Instructions for the task: Copy out the lines word for word, starting with the line containing "Could you please point out the tree" and ending with the last line of the records, both of those lines included.

Dataset records

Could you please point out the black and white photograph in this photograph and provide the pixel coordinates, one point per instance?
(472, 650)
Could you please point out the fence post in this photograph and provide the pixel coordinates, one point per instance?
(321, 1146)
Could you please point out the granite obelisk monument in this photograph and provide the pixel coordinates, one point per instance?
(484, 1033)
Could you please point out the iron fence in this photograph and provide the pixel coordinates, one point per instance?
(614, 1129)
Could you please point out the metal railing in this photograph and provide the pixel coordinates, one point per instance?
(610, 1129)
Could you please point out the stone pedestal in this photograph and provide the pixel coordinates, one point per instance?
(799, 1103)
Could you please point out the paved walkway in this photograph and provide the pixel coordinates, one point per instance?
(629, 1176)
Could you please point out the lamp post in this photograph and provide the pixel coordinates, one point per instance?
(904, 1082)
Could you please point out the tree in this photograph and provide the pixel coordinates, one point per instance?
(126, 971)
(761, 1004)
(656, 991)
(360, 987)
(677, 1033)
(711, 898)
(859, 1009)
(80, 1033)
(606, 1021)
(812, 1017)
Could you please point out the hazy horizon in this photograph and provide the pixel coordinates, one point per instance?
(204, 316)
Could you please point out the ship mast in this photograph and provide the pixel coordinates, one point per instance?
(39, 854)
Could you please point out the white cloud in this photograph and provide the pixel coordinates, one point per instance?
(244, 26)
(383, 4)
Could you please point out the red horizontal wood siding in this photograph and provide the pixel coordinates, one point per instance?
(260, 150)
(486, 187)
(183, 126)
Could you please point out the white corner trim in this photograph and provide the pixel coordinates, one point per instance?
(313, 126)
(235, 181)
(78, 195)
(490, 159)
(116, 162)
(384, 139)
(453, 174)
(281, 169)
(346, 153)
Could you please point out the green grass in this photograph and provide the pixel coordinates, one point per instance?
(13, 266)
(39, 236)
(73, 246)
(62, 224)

Problem solution:
Could you please point out the tree in this photograph and provide the pixel coordinates, one point per instance?
(126, 971)
(761, 1004)
(656, 991)
(360, 987)
(677, 1033)
(711, 898)
(859, 1009)
(80, 1033)
(606, 1021)
(812, 1017)
Could you please point out the hazy horizon in this photograph and provide the pixel coordinates, one point per instance?
(204, 316)
Could you please point out the ship mast in this photograph and provide the pixel coordinates, one point per instance?
(39, 854)
Could you please point out the white cloud in this photograph and provide the pixel coordinates, one point per instance?
(244, 26)
(383, 4)
Could you please point out the red horizontal wood siding in this photograph and provide the pixel coordinates, one point per instance?
(260, 150)
(486, 187)
(183, 126)
Could you please point out the white corner trim in this photograph and provide the pixel coordinates, one point per instance?
(313, 126)
(235, 181)
(78, 195)
(490, 159)
(116, 162)
(384, 139)
(453, 174)
(281, 169)
(346, 153)
Could you please point out the green grass in this photograph and provide the pixel coordinates, one point per instance?
(13, 266)
(39, 236)
(73, 246)
(62, 224)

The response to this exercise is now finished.